Senate Deputy Minority Leader Risa Hontiveros on Wednesday urged the administration to confiscate tons of allegedly smuggled sugar that were supposedly imported by three “favored” traders.

The lawmaker issued the statement after President Ferdinand “Bongbong” Marcos Jr. approved the sale of seized smuggled sugar at P70 per kilo at Kadiwa centers.

“They are too excited about the 12,000 metric tons confiscated in Subic and Batangas…If the administration is really serious about ensuring ample supply of affordable sugar in the country, then it should start with immediately confiscating the sugar stocks illegally imported into the country by the three ‘favored’ importers—All Asian Countertrade, Edison Lee Marketing, and Sucden Philippines,” Hontiveros said.

If the government intends to sell the smuggled sugar to the poorest 30 percent of the population, Hontiveros said, it would need at least 300,000 metric tons as the Philippine’s annual consumption is at 2.2 million metric tons.

Further, the opposition lawmaker said the government must sell the smuggled sugar at regular profit rates of P61 per kilogram and not P70.

“The stocks are already smuggled, and yet these are to be sold at jacked up profits? Somebody is really intent on profiting from this situation,” she said.

On Tuesday, Hontiveros disclosed that the three traders that were supposedly “favored” by Agriculture Senior Undersecretary Domingo Panganiban may gain billions from the supposed illegal importation of 440,000 metric tons of sugar.

In February, Hontiveros filed proposed Senate Resolution 497 seeking a Blue Ribbon committee probe into the entries of around 440,000 metric tons of sugar in Philippine ports ahead of the issuance of Sugar Order No. 6.

She earlier said the February 9 shipments could not have been covered by Sugar Order 6, as the allocation for this would only start on February 24. It was also not covered by earlier orders, as the earliest arrival date would be on March 1.

Task instructions
Quote the passage of the article on smuggled sugar verbatim, from "If the government" up to and including "tons of sugar.".

Recorded data
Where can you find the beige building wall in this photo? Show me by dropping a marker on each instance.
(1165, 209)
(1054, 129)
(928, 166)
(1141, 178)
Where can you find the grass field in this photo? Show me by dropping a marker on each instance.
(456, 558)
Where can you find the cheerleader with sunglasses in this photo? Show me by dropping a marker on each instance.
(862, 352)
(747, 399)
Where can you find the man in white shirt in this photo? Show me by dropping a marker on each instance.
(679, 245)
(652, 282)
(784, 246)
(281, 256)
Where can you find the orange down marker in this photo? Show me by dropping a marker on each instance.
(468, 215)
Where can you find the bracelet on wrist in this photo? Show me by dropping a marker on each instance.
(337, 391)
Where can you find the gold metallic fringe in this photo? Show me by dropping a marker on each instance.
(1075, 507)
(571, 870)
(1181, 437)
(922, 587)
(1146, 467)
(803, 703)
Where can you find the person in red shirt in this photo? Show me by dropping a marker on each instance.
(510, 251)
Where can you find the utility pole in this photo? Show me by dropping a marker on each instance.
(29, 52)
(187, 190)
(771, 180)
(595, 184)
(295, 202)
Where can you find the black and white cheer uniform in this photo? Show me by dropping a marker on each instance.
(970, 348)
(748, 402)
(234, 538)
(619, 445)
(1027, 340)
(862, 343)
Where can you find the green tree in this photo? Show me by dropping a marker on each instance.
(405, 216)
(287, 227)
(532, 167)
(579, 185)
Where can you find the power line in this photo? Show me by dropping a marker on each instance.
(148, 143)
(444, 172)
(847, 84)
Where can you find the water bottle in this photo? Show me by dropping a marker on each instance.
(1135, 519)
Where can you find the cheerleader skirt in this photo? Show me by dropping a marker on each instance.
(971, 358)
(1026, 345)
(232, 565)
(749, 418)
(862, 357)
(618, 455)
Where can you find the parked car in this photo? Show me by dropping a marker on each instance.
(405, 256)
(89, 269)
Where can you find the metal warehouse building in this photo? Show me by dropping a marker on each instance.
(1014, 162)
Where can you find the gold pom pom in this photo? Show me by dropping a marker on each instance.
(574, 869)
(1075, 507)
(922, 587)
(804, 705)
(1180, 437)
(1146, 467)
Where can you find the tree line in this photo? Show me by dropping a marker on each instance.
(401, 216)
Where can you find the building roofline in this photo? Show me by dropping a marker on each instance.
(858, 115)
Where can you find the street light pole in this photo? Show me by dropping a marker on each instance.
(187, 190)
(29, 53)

Finished task
If the government intends to sell the smuggled sugar to the poorest 30 percent of the population, Hontiveros said, it would need at least 300,000 metric tons as the Philippine’s annual consumption is at 2.2 million metric tons.

Further, the opposition lawmaker said the government must sell the smuggled sugar at regular profit rates of P61 per kilogram and not P70.

“The stocks are already smuggled, and yet these are to be sold at jacked up profits? Somebody is really intent on profiting from this situation,” she said.

On Tuesday, Hontiveros disclosed that the three traders that were supposedly “favored” by Agriculture Senior Undersecretary Domingo Panganiban may gain billions from the supposed illegal importation of 440,000 metric tons of sugar.